--- THE INPUT ---

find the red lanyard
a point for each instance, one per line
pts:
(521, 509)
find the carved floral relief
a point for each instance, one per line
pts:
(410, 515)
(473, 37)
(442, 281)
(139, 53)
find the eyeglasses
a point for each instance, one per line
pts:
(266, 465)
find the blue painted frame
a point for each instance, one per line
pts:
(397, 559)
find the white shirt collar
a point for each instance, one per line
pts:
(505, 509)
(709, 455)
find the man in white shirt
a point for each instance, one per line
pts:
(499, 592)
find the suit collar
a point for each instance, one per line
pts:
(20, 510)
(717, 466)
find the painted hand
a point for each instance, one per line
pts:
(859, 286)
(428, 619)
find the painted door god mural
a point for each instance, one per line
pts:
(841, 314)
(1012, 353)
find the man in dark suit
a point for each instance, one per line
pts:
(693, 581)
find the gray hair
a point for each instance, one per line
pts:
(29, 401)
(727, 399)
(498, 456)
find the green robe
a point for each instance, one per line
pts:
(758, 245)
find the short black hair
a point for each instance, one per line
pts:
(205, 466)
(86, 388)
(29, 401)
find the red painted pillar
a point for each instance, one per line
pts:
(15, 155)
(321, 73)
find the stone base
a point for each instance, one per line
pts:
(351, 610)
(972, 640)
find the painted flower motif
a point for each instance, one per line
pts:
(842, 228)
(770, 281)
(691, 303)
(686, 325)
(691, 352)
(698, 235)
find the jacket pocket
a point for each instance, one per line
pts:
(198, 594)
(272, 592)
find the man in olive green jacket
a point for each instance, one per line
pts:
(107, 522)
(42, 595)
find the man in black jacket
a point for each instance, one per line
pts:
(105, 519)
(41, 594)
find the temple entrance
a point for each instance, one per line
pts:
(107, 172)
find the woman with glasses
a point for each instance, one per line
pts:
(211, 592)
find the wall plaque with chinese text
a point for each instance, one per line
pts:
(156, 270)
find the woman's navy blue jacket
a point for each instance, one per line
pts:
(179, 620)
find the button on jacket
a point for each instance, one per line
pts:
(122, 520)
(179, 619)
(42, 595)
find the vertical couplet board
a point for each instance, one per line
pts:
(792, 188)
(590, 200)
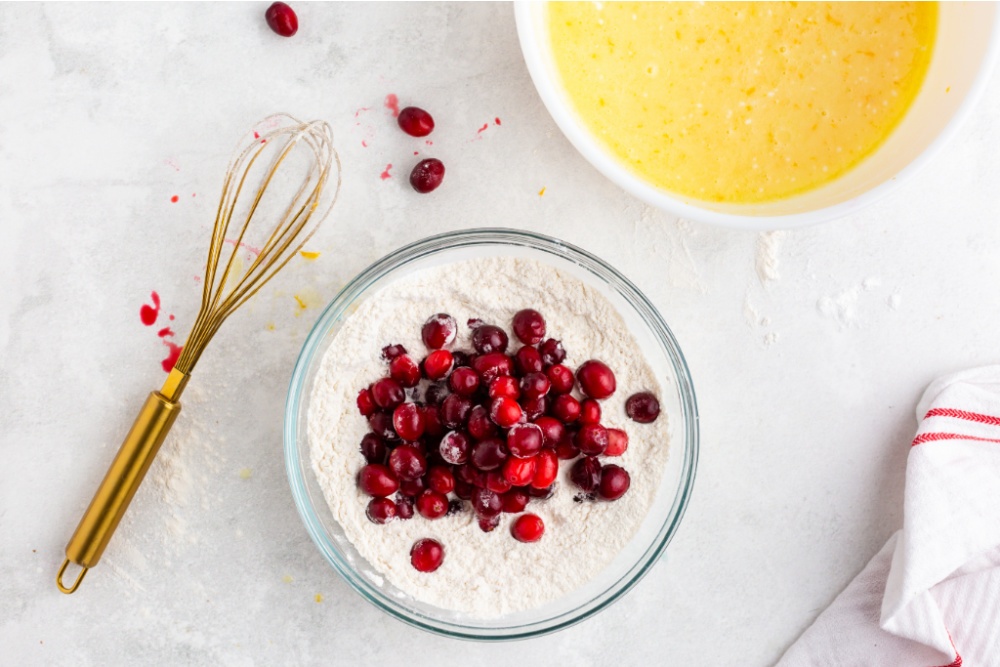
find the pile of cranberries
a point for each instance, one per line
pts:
(488, 428)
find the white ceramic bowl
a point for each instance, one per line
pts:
(967, 44)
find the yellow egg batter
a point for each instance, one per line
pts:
(741, 101)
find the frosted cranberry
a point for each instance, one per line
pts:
(642, 407)
(546, 469)
(407, 462)
(454, 448)
(529, 326)
(387, 393)
(408, 421)
(373, 448)
(586, 473)
(617, 442)
(528, 528)
(432, 505)
(282, 19)
(527, 360)
(596, 379)
(381, 510)
(464, 381)
(488, 338)
(439, 330)
(366, 404)
(488, 454)
(404, 370)
(551, 351)
(493, 365)
(377, 480)
(487, 503)
(480, 425)
(426, 555)
(565, 408)
(415, 121)
(524, 440)
(437, 364)
(519, 472)
(614, 482)
(515, 501)
(427, 175)
(561, 378)
(455, 411)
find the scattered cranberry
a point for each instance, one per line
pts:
(377, 480)
(415, 122)
(528, 528)
(614, 482)
(426, 555)
(596, 379)
(439, 330)
(529, 326)
(381, 510)
(427, 175)
(642, 407)
(282, 19)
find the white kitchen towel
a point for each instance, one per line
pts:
(931, 596)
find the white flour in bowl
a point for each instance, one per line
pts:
(486, 574)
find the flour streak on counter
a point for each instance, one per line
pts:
(486, 574)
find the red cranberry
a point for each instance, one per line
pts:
(566, 408)
(480, 425)
(488, 454)
(590, 411)
(454, 448)
(366, 404)
(377, 480)
(489, 338)
(528, 360)
(427, 175)
(529, 326)
(381, 510)
(415, 121)
(596, 379)
(455, 411)
(551, 351)
(464, 381)
(586, 473)
(642, 407)
(561, 378)
(493, 365)
(404, 370)
(432, 505)
(426, 555)
(387, 393)
(614, 482)
(373, 448)
(282, 19)
(437, 364)
(617, 442)
(439, 330)
(519, 472)
(524, 440)
(408, 421)
(546, 469)
(528, 528)
(407, 462)
(515, 501)
(440, 479)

---

• [EXERCISE DETAILS] Output the data above without changes, apart from leaving out the pictures.

• [RESULT OF THIS TASK]
find the red lanyard
a point for each instance, one per line
pts:
(521, 509)
find the carved floral relief
a point for each instance, one per line
pts:
(410, 515)
(473, 37)
(442, 281)
(139, 53)
find the eyeglasses
a point for each instance, one per line
pts:
(266, 465)
find the blue painted frame
a point for each instance, one per line
pts:
(397, 559)
find the white shirt collar
a point for each instance, one per line
pts:
(505, 509)
(709, 455)
find the man in white shirt
a point for each instance, one per line
pts:
(499, 592)
find the suit collar
a point for each instance, one per line
pts:
(20, 510)
(717, 466)
find the painted hand
a point for each instance, one per line
pts:
(859, 286)
(428, 619)
find the painted door god mural
a point for each instance, one per line
pts:
(841, 314)
(1012, 353)
find the man in dark suit
a point for each instance, one per line
pts:
(693, 581)
find the gray hair
a point for each instance, one per line
pts:
(29, 401)
(727, 399)
(498, 456)
find the green robe
a point for each instance, one per line
pts:
(758, 245)
find the short black hair
a point for each instance, one per line
pts:
(205, 466)
(86, 388)
(29, 401)
find the red painted pillar
a point for each instance, one per line
pts:
(15, 155)
(321, 73)
find the stone base
a point for each instance, one per line
pts:
(351, 610)
(972, 640)
find the painted flower motif
a point for each instance, one per line
pts:
(842, 228)
(770, 281)
(691, 303)
(686, 325)
(691, 352)
(698, 235)
find the jacket pocket
a point for each instance, one per line
pts:
(198, 594)
(272, 592)
find the man in olive green jacket
a point for each instance, one per line
pts:
(107, 522)
(42, 595)
find the man in black jacket
a point for each instance, one per line
pts:
(105, 519)
(41, 594)
find the temple entrance
a point for each instance, one per line
pts:
(107, 172)
find the woman with glasses
a point for each instance, one per line
pts:
(211, 592)
find the wall plaque with chinese text
a point for each instance, one per line
pts:
(156, 270)
find the woman's navy blue jacket
a point for each instance, one per line
pts:
(179, 620)
find the button on jacket
a point for each instance, one per line
pts:
(122, 520)
(179, 619)
(42, 595)
find the vertical couplet board
a point for each instance, one per line
pts:
(792, 188)
(590, 200)
find the pile of cranberries
a point for each instance, one per line
pts:
(488, 428)
find the white ceramic bowl
a point for each instance, one per line
pts:
(967, 44)
find the yellow egg batter
a point for each instance, one per line
pts:
(741, 101)
find the frosted cranberry
a point for each instance, one per line
pts:
(642, 407)
(546, 469)
(407, 462)
(454, 448)
(529, 326)
(387, 393)
(408, 421)
(373, 448)
(586, 473)
(617, 442)
(528, 528)
(432, 505)
(282, 19)
(527, 360)
(596, 379)
(381, 510)
(464, 381)
(488, 338)
(439, 330)
(366, 404)
(488, 454)
(404, 370)
(551, 351)
(493, 365)
(377, 480)
(487, 503)
(480, 425)
(426, 555)
(565, 408)
(415, 121)
(524, 440)
(437, 364)
(519, 472)
(614, 482)
(515, 501)
(427, 175)
(561, 378)
(455, 411)
find the scattered cranberry
a point for each instance, one per line
pts:
(377, 480)
(415, 122)
(528, 528)
(614, 482)
(426, 555)
(596, 379)
(439, 330)
(529, 326)
(381, 510)
(427, 175)
(642, 407)
(282, 19)
find the white kitchen towel
a point for each instance, one per line
pts:
(931, 596)
find the white flour in bowl
a point for each instance, one per line
pts:
(486, 574)
find the flour streak on counter
a point for each instance, one per line
pts:
(486, 574)
find the red cranberry
a point for each instance, one per line
pts:
(566, 408)
(480, 425)
(488, 454)
(590, 411)
(454, 448)
(366, 404)
(377, 480)
(489, 338)
(528, 360)
(427, 175)
(529, 326)
(381, 510)
(415, 121)
(596, 379)
(455, 411)
(551, 351)
(464, 381)
(586, 473)
(642, 407)
(561, 378)
(493, 365)
(404, 370)
(432, 505)
(426, 555)
(387, 393)
(614, 482)
(373, 448)
(282, 19)
(437, 364)
(617, 442)
(439, 330)
(519, 472)
(524, 440)
(408, 421)
(546, 469)
(528, 528)
(407, 462)
(515, 501)
(440, 479)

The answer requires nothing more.